§ **Objetivo**
¿Puedes duplicar sin cambios el fragmento del texto sobre los piratas berberiscos que se abre con las palabras que contienen "Siendo cierto que" y se cierra con "de ese país."?

§ **Texto citado**

------------------------------------------------

Siendo cierto que la etapa característica de los piratas y corsarios berberiscos fue el siglo XVI, en realidad empezó cincuenta años antes, tras la caída de Constantinopla, y se prolongó hasta el siglo XIX, cuando el mundo occidental decidió afrontar la cuestión de forma tajante y el Congreso de Viena primero y la conquista francesa de Argelia después pusieron fin a su actividad y a la esclavitud en el Mediterráneo. Pero un poco antes había sido un enemigo tan insólito como EEUU el que les dio el primer golpe, en lo que se conoce como Guerras Berberiscas, lo que supuso el impulso inicial a la armada de ese país.
El término berberisco deviene de la palabra bárbaro y es un gentilicio de Barbaria, nombre que se daba en Italia a la costa norteafricana que hoy se extiende desde Marruecos hasta Libia, pasando por Argelia y Túnez, y que devino en Berbería. Se trataba de un territorio que no pertenecía a ningún país, estando unas zonas bajo control de la Regencia de Argel, otras de los beyes tripolitanos, algunas de España… Una región, en suma, que vivía fundamentalmente de la piratería y que a raíz de la expansión del Imperio Otomano quedó bajo su órbita, aunque en la práctica era independiente.
Ya hemos hablado aquí de Jeireddín Barbarroja y otros corsarios que se pusieron al servicio del sultán, no limitándose a asaltar barcos sino también a efectuar razias periódicas sobre el litoral de países mediterráneos e incluso saliendo al Atlántico, especialmente a partir del siglo XVII, para llegar a los archipiélagos de las Canarias, Shetland, Feroe y Vestman, además de Portugal, Inglaterra, Irlanda, Islandia, Dinamarca y Escandinavia, lugares de los que obtenían botines y esclavos. Estos últimos constituían la principal mercancía, calculándose en más de un millón el número de cristianos capturados en el Mediterráneo entre 1500 y 1800.
Aunque el siglo XVII marcó ese cénit mencionado, iniciándose una decadencia en lo sucesivo, la navegación mediterránea siguió siendo insegura. El negocio esclavista decayó, pero a cambio se impuso el chantaje de tener que pagar un tributo para evitarlo, algo de lo que nadie estaba libre. Ni siquiera se hizo excepción con los barcos británicos, que en la segunda mitad del XVI habían firmado alianzas con los berberiscos para enfrentarse a su común enemigo español, tal cual hicieron también los franceses, que en 1543 reinando Francisco I, hasta les cedieron el puerto de Toulon.
Una víctima de nuevo cuño fue EEUU, que en 1776 había declarado su independencia de Gran Bretaña. El sultán Mohamed III fue de los primeros en reconocer al recién nacido país, firmando en diciembre de 1777 un Tratado de Amistad Marroquí-Estadounidense por el que los puertos de Marruecos se abrían a los mercantes norteamericanos y garantizaban su paso seguro del Atlántico al Mediterráneo y viceversa. Pero en 1784 fue apresado el bergantín Betsey, cuya liberación negoció el gobierno español con el sultán. También fue el ejecutivo hispano el que explicó a su homólogo estadounidense cómo prevenir nuevos asaltos: mediante la entrega de tributos. El acuerdo con Marruecos se reforzó con esa particularidad, poniendo fin al problema por ese lado.

------------------------------------------------

§ **Información extraída**

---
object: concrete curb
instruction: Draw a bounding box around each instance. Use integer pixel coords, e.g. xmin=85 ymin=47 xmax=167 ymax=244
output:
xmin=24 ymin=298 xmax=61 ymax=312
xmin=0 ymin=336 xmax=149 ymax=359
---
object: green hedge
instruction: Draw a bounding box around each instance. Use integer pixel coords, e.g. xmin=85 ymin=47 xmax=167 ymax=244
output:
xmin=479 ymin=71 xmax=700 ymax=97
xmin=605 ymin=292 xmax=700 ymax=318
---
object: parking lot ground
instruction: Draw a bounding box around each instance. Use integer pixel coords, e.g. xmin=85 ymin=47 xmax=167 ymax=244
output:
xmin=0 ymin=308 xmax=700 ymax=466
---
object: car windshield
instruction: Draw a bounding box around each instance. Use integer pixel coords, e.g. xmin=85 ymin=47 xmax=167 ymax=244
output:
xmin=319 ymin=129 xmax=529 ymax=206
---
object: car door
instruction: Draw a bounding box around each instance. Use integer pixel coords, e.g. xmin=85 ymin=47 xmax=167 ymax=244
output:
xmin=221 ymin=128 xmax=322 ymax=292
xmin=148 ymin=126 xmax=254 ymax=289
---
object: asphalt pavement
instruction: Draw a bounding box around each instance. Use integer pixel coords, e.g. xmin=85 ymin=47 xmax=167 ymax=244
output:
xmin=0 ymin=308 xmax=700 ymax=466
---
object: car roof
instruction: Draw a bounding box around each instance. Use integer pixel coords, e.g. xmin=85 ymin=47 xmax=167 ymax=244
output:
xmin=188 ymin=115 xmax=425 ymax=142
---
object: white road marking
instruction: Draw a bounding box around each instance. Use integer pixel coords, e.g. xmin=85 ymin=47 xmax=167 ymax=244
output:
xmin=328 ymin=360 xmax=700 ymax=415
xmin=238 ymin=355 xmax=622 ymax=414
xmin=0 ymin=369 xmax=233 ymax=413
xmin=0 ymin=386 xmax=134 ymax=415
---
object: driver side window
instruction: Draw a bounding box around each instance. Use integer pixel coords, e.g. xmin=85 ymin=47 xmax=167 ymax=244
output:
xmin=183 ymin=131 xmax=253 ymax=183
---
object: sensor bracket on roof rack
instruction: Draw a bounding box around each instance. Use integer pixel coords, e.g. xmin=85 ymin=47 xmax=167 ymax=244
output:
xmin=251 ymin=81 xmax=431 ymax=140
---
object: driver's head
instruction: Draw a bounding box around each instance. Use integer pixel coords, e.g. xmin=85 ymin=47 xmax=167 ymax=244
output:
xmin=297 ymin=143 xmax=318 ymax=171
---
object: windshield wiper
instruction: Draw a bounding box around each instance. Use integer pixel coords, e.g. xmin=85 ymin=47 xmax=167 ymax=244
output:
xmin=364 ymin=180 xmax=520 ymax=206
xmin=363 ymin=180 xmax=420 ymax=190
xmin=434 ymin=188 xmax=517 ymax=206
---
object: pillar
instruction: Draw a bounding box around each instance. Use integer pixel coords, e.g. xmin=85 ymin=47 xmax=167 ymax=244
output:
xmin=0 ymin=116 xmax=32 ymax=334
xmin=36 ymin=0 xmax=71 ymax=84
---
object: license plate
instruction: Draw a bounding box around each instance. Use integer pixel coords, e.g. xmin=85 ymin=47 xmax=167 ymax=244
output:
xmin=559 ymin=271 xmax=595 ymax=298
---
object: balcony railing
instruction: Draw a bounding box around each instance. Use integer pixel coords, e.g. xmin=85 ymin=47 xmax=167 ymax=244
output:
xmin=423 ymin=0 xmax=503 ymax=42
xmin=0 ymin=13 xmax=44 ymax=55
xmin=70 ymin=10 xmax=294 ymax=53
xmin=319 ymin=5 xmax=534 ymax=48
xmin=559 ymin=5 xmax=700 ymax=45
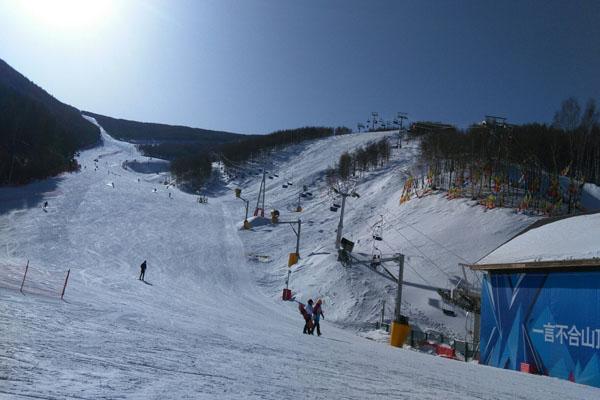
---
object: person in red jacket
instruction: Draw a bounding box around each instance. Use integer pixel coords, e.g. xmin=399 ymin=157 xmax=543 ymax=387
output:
xmin=298 ymin=300 xmax=312 ymax=334
xmin=313 ymin=299 xmax=325 ymax=336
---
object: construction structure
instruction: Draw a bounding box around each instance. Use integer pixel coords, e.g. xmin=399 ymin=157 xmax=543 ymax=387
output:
xmin=469 ymin=214 xmax=600 ymax=387
xmin=338 ymin=242 xmax=410 ymax=347
xmin=271 ymin=210 xmax=302 ymax=300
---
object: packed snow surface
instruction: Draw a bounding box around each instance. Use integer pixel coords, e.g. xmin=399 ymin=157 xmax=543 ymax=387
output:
xmin=0 ymin=117 xmax=600 ymax=400
xmin=478 ymin=214 xmax=600 ymax=264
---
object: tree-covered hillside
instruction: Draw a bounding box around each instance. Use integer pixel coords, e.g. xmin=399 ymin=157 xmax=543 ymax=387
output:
xmin=0 ymin=60 xmax=100 ymax=185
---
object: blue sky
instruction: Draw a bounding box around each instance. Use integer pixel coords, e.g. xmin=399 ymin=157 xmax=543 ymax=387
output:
xmin=0 ymin=0 xmax=600 ymax=133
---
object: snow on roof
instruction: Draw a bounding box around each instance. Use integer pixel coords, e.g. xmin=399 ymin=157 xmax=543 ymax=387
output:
xmin=476 ymin=214 xmax=600 ymax=265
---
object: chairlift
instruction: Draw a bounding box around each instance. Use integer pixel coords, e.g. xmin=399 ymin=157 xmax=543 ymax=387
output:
xmin=373 ymin=215 xmax=383 ymax=241
xmin=371 ymin=246 xmax=381 ymax=267
xmin=442 ymin=289 xmax=456 ymax=317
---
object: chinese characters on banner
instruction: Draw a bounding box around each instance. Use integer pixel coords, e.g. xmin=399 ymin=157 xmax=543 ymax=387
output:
xmin=531 ymin=322 xmax=600 ymax=349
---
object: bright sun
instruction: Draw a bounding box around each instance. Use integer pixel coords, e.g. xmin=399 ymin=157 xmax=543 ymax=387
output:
xmin=19 ymin=0 xmax=114 ymax=30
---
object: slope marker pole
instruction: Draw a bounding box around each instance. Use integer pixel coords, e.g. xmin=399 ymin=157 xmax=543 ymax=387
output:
xmin=60 ymin=269 xmax=71 ymax=300
xmin=19 ymin=260 xmax=29 ymax=293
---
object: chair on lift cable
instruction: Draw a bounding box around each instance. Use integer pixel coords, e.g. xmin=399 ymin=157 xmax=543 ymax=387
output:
xmin=442 ymin=289 xmax=456 ymax=317
xmin=373 ymin=215 xmax=383 ymax=241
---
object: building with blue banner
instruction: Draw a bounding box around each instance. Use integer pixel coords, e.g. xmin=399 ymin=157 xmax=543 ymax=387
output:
xmin=471 ymin=214 xmax=600 ymax=387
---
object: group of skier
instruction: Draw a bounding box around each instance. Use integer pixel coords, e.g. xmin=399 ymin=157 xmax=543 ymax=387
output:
xmin=298 ymin=299 xmax=325 ymax=336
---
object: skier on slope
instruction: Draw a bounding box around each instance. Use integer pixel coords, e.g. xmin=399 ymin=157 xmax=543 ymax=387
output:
xmin=306 ymin=299 xmax=314 ymax=335
xmin=311 ymin=299 xmax=325 ymax=336
xmin=298 ymin=300 xmax=312 ymax=334
xmin=139 ymin=260 xmax=146 ymax=281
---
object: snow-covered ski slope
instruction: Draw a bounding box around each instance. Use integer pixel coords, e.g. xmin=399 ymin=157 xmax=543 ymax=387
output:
xmin=0 ymin=119 xmax=599 ymax=399
xmin=226 ymin=131 xmax=535 ymax=338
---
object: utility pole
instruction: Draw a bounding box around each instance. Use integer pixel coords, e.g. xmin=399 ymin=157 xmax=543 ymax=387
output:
xmin=332 ymin=180 xmax=360 ymax=250
xmin=235 ymin=189 xmax=252 ymax=229
xmin=371 ymin=111 xmax=379 ymax=131
xmin=338 ymin=249 xmax=410 ymax=347
xmin=271 ymin=210 xmax=302 ymax=300
xmin=396 ymin=112 xmax=408 ymax=148
xmin=254 ymin=169 xmax=267 ymax=217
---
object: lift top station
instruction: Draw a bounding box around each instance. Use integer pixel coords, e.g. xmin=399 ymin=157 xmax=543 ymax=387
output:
xmin=338 ymin=238 xmax=410 ymax=347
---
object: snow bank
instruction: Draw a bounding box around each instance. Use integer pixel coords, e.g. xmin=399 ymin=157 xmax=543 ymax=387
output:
xmin=477 ymin=214 xmax=600 ymax=264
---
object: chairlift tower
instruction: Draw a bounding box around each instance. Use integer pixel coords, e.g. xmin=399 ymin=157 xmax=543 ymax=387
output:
xmin=332 ymin=179 xmax=360 ymax=249
xmin=371 ymin=111 xmax=379 ymax=130
xmin=396 ymin=112 xmax=408 ymax=148
xmin=254 ymin=168 xmax=267 ymax=217
xmin=338 ymin=247 xmax=410 ymax=347
xmin=271 ymin=210 xmax=302 ymax=300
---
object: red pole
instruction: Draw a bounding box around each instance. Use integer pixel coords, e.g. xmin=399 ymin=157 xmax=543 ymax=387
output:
xmin=60 ymin=269 xmax=71 ymax=300
xmin=19 ymin=260 xmax=29 ymax=293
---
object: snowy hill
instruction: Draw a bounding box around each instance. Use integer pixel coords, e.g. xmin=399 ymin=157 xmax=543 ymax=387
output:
xmin=0 ymin=119 xmax=598 ymax=399
xmin=226 ymin=131 xmax=535 ymax=338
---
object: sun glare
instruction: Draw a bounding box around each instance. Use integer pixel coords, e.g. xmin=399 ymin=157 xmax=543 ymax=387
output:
xmin=20 ymin=0 xmax=114 ymax=30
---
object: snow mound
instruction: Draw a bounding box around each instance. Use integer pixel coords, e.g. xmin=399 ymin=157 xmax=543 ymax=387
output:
xmin=477 ymin=214 xmax=600 ymax=264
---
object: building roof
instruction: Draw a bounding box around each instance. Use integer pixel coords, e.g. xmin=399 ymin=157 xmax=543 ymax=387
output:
xmin=469 ymin=214 xmax=600 ymax=270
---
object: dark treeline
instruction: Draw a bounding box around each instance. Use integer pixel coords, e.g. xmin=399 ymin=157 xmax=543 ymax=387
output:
xmin=420 ymin=99 xmax=600 ymax=184
xmin=0 ymin=60 xmax=100 ymax=185
xmin=85 ymin=111 xmax=243 ymax=145
xmin=327 ymin=138 xmax=392 ymax=180
xmin=410 ymin=98 xmax=600 ymax=215
xmin=219 ymin=126 xmax=352 ymax=166
xmin=171 ymin=127 xmax=351 ymax=189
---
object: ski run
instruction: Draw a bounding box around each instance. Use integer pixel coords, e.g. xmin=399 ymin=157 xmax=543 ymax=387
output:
xmin=0 ymin=117 xmax=600 ymax=400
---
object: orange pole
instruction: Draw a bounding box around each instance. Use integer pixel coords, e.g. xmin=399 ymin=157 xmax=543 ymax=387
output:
xmin=19 ymin=260 xmax=29 ymax=293
xmin=60 ymin=269 xmax=71 ymax=300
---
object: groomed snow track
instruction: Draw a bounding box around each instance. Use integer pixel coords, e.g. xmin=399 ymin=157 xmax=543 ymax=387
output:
xmin=0 ymin=117 xmax=598 ymax=400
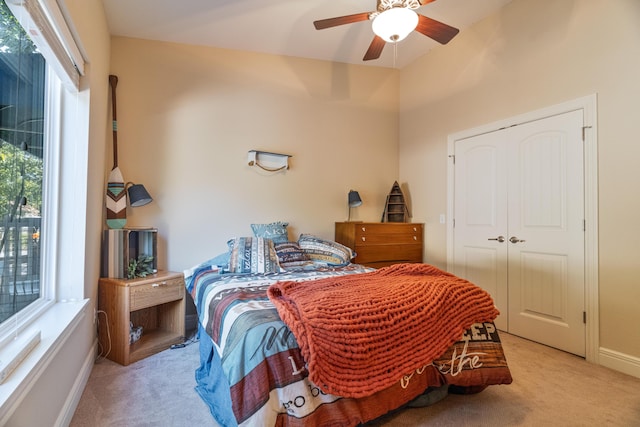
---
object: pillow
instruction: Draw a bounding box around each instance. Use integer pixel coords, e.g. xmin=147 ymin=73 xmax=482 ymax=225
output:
xmin=227 ymin=237 xmax=282 ymax=273
xmin=298 ymin=234 xmax=356 ymax=266
xmin=275 ymin=242 xmax=310 ymax=268
xmin=183 ymin=252 xmax=229 ymax=292
xmin=251 ymin=221 xmax=289 ymax=243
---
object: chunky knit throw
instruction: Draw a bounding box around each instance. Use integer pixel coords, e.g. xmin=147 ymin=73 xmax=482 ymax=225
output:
xmin=268 ymin=264 xmax=499 ymax=397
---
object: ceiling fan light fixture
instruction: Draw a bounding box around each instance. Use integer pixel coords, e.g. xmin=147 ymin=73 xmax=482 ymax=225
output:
xmin=371 ymin=7 xmax=418 ymax=43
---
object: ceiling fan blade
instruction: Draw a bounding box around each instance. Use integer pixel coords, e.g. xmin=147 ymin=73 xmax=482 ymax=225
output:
xmin=313 ymin=12 xmax=370 ymax=30
xmin=362 ymin=36 xmax=386 ymax=61
xmin=416 ymin=14 xmax=460 ymax=44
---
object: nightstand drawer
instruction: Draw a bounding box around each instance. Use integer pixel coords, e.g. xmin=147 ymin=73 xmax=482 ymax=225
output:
xmin=130 ymin=277 xmax=184 ymax=311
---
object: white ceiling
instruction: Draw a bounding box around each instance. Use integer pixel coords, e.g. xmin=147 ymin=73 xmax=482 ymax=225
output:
xmin=104 ymin=0 xmax=511 ymax=68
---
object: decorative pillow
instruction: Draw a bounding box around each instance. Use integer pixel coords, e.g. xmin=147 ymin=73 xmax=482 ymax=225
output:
xmin=251 ymin=221 xmax=289 ymax=243
xmin=298 ymin=234 xmax=356 ymax=266
xmin=184 ymin=252 xmax=229 ymax=292
xmin=275 ymin=242 xmax=310 ymax=268
xmin=227 ymin=237 xmax=282 ymax=273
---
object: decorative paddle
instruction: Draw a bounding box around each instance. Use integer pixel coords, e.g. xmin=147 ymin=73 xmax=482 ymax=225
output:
xmin=106 ymin=75 xmax=127 ymax=228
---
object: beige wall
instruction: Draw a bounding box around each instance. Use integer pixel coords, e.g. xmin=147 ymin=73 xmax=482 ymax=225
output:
xmin=110 ymin=37 xmax=398 ymax=271
xmin=400 ymin=0 xmax=640 ymax=358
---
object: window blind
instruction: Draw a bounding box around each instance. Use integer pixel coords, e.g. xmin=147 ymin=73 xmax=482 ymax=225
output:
xmin=6 ymin=0 xmax=84 ymax=89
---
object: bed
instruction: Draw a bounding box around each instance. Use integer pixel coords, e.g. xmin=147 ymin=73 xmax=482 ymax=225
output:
xmin=185 ymin=230 xmax=512 ymax=427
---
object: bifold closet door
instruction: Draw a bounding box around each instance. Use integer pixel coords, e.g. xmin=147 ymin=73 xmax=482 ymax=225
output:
xmin=454 ymin=111 xmax=585 ymax=356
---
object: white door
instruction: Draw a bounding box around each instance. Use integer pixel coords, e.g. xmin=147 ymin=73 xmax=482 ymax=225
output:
xmin=454 ymin=111 xmax=585 ymax=356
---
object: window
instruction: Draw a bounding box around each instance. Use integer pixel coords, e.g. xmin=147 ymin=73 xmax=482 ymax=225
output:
xmin=0 ymin=0 xmax=89 ymax=336
xmin=0 ymin=0 xmax=47 ymax=323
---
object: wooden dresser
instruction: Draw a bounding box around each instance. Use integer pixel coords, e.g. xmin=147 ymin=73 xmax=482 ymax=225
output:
xmin=335 ymin=222 xmax=424 ymax=268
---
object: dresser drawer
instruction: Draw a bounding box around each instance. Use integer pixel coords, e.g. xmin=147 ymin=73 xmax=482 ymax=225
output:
xmin=355 ymin=245 xmax=422 ymax=265
xmin=129 ymin=277 xmax=185 ymax=311
xmin=354 ymin=223 xmax=422 ymax=248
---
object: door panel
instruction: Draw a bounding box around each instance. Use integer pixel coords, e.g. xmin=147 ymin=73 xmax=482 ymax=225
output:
xmin=507 ymin=111 xmax=585 ymax=356
xmin=452 ymin=135 xmax=508 ymax=330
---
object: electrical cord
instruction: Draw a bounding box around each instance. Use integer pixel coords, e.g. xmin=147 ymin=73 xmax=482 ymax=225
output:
xmin=96 ymin=310 xmax=111 ymax=361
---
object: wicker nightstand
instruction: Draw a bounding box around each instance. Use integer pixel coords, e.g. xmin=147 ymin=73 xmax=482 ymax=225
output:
xmin=98 ymin=271 xmax=185 ymax=365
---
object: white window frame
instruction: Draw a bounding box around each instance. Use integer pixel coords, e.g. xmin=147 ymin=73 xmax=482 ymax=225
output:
xmin=0 ymin=0 xmax=90 ymax=418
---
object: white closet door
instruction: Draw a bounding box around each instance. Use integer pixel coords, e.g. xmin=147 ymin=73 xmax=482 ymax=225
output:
xmin=453 ymin=111 xmax=585 ymax=355
xmin=452 ymin=132 xmax=508 ymax=330
xmin=507 ymin=111 xmax=585 ymax=356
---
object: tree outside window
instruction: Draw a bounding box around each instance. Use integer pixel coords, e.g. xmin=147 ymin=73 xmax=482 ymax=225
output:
xmin=0 ymin=0 xmax=46 ymax=323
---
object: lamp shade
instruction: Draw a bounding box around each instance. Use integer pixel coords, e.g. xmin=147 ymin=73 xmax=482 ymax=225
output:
xmin=128 ymin=184 xmax=153 ymax=207
xmin=349 ymin=190 xmax=362 ymax=208
xmin=371 ymin=7 xmax=418 ymax=43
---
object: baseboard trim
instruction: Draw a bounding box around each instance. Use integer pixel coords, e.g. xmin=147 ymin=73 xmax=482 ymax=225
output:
xmin=599 ymin=347 xmax=640 ymax=378
xmin=55 ymin=338 xmax=98 ymax=427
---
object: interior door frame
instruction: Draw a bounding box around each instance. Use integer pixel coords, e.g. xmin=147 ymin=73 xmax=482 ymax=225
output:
xmin=447 ymin=94 xmax=600 ymax=364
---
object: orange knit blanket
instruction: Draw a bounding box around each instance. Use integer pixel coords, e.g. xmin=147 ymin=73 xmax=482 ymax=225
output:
xmin=268 ymin=264 xmax=499 ymax=397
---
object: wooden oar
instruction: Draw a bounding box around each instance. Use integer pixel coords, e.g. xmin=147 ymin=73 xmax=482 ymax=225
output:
xmin=106 ymin=75 xmax=127 ymax=228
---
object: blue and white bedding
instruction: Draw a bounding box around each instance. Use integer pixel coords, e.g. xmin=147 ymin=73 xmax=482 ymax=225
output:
xmin=185 ymin=259 xmax=511 ymax=426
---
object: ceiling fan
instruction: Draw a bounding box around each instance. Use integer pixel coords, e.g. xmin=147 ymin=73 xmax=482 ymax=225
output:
xmin=313 ymin=0 xmax=460 ymax=61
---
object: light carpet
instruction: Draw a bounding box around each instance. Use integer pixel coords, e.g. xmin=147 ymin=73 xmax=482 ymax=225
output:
xmin=71 ymin=332 xmax=640 ymax=427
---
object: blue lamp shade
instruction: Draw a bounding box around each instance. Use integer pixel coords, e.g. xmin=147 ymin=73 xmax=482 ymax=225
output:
xmin=349 ymin=190 xmax=362 ymax=208
xmin=128 ymin=184 xmax=153 ymax=207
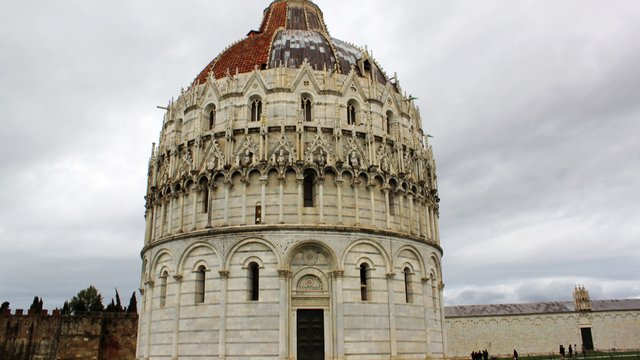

------------------------------------------------

§ **Solución propuesta**
Siendo cierto que la etapa característica de los piratas y corsarios berberiscos fue el siglo XVI, en realidad empezó cincuenta años antes, tras la caída de Constantinopla, y se prolongó hasta el siglo XIX, cuando el mundo occidental decidió afrontar la cuestión de forma tajante y el Congreso de Viena primero y la conquista francesa de Argelia después pusieron fin a su actividad y a la esclavitud en el Mediterráneo. Pero un poco antes había sido un enemigo tan insólito como EEUU el que les dio el primer golpe, en lo que se conoce como Guerras Berberiscas, lo que supuso el impulso inicial a la armada de ese país.